Excerpted passage

* * *

Background information
- Born: Anna Charlotte Pedersen 5 March 1963 (age 63) Överkalix, Sweden
- Occupation: Singer;
- Years active: 1980–present
- Website: lottaengberg.se
- Musical career
- Genres: Dansband; pop; schlager;
- Instruments: Vocals; piano;
- Label: Mariann

= Lotta Engberg =

Swedish singer (born 1963)

Anna Charlotte "Lotta" Engberg (born Pedersen; 5 March 1963) is a Swedish singer.

She represented Sweden in Eurovision Song Contest 1987 with "Boogaloo" after winning Melodifestivalen 1987. She also tried many times in Melodifestivalen in 1984, 1988, 1990, 1996, 2002 and 2012.

She was also a singer in a number of formations including "Trioala" early on, and in dansbands Lotta & Anders Engbergs orkester from 1989 to 1994, and after her divorce from Anders Engberg, in dansband Lotta Engbergs from 1994 until 2002. She continues now as a solo artist. On 2 October 1999, Sweden issued a postage stamp with her portrait. She also has a great number of collaborations including joint albums with Jarl Carlsson in 1987, Christer Sjögren and Willie Nelson, both in 2012.

==Career==
Under her maiden name, Lotta Pedersen, she made her debut in the Sveriges Television program Nygammalt in 1980 when she was 17. She was also a member of the Trioala, an a cappella choir. Later, she received a permanent place in the TV program's choir.

==Marriage==
She married Anders Engberg and took his surname in her recordings recording. She also became main vocalist for the dansband Lotta $ Anders Engbergs orkester that continued until 1994 when the couple divorced.

==In Melodifestivalen and Eurovision==
She represented Sweden in Eurovision Song Contest 1987 after winning the Melodifestivalen of that year with "Fyra bugg & en Coca Cola". The song was renamed "Boogaloo" for the Eurovision competition and placed 12th.

She also tried in Melodifestivalen many other times but did not win to go on to the Eurovision finals.
- In Melodifestivalen 1984, she sang "Sankta Cecilia" in partnership with Göran Folkestad, coming second behind the later Eurovision winners, The Herreys
- In Melodifestivalen 1988, she sang "100%" in partnership with Triple & Touch, coming third.
- In Melodifestivalen 1990, she returned as a solo act singing "En gång till", coming eighth.
- In Melodifestivalen 1996, she took part with "Juliette & Jonathan", coming third.
- In Melodifestivalen 2002, she took part as the super group Kikki, Bettan & Lotta singing "Vem é dé du vill ha", finishing third
- In Melodifestivalen 2012, she took part with Christer Sjögren singing "Don't Let Me Down", finishing third in her semi final, also finishing third in the second chance round and narrowly missing out on a place in the Melodifestivalen 2012 final. The annual contest was in place won by Loreen of whom was the later Eurovision winner in Baku.

* * *

Recorded data
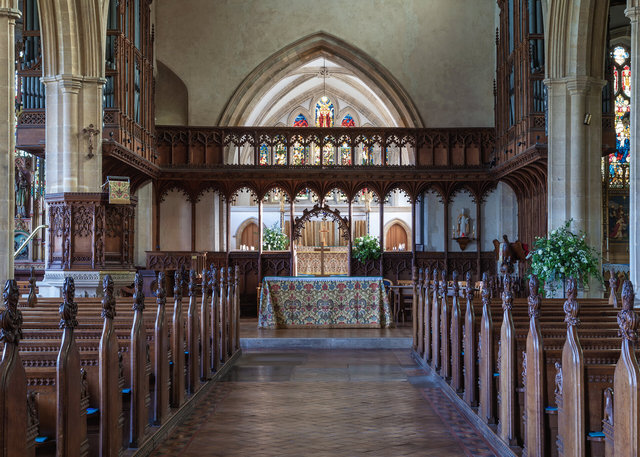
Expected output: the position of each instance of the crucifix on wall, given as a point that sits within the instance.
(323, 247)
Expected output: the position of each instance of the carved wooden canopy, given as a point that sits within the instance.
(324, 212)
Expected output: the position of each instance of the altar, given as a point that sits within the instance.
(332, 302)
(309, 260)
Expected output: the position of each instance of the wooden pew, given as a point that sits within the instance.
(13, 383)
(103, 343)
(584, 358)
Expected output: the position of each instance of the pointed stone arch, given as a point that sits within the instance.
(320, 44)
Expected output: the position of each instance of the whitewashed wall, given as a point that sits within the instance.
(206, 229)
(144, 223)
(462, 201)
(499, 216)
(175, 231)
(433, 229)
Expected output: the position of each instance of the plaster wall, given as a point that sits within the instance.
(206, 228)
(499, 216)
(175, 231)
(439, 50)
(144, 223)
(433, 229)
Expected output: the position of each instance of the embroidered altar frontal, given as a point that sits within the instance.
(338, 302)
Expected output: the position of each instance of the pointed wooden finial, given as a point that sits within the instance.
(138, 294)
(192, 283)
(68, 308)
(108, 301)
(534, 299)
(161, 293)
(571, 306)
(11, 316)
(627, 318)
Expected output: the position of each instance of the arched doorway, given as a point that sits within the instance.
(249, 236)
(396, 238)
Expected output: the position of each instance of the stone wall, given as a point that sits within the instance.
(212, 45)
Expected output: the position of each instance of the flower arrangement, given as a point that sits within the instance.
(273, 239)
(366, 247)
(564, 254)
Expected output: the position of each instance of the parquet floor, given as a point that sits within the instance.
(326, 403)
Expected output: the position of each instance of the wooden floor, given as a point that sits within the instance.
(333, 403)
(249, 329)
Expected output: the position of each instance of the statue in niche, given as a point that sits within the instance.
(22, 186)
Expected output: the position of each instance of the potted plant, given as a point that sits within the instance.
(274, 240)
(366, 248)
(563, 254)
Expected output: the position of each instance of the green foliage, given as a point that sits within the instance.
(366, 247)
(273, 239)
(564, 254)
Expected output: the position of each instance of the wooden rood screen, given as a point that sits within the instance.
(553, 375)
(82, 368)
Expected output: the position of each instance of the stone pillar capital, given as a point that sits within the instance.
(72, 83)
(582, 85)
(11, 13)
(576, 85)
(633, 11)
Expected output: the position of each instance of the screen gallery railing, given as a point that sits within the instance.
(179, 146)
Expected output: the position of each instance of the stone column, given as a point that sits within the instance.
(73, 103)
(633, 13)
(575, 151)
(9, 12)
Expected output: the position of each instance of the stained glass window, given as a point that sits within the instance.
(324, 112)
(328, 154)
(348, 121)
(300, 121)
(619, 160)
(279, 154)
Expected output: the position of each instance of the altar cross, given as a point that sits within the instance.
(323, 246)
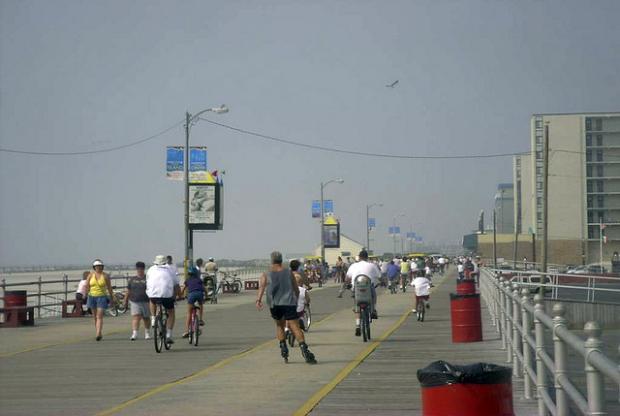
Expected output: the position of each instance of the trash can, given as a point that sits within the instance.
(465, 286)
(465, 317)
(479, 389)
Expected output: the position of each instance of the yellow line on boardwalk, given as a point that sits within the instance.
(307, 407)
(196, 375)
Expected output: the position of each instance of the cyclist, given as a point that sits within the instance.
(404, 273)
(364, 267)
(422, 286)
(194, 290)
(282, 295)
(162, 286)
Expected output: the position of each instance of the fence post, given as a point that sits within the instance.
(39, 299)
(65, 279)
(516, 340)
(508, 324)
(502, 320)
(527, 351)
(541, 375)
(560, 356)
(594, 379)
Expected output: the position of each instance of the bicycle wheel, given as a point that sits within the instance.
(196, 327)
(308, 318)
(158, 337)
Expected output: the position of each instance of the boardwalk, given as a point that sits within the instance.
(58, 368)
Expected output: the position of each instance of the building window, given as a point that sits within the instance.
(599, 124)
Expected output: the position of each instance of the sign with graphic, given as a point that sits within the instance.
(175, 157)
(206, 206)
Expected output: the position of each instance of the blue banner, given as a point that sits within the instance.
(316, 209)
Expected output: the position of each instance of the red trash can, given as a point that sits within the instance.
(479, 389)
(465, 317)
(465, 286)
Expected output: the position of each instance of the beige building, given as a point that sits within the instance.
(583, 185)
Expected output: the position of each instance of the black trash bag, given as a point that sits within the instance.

* * *

Exercise set
1. Reproduce the passage from the Lotta Engberg article word for word, starting at "She also tried in" and ending at "Touch, coming third.".
2. In the Lotta Engberg article, name every song she performed in the Melodifestivalen entries that did not take her to Eurovision.

Results by task
1.
She also tried in Melodifestivalen many other times but did not win to go on to the Eurovision finals.
- In Melodifestivalen 1984, she sang "Sankta Cecilia" in partnership with Göran Folkestad, coming second behind the later Eurovision winners, The Herreys
- In Melodifestivalen 1988, she sang "100%" in partnership with Triple & Touch, coming third.

2.
- "Sankta Cecilia" (1984)
- "100%" (1988)
- "En gång till" (1990)
- "Juliette & Jonathan" (1996)
- "Vem é dé du vill ha" (2002)
- "Don't Let Me Down" (2012)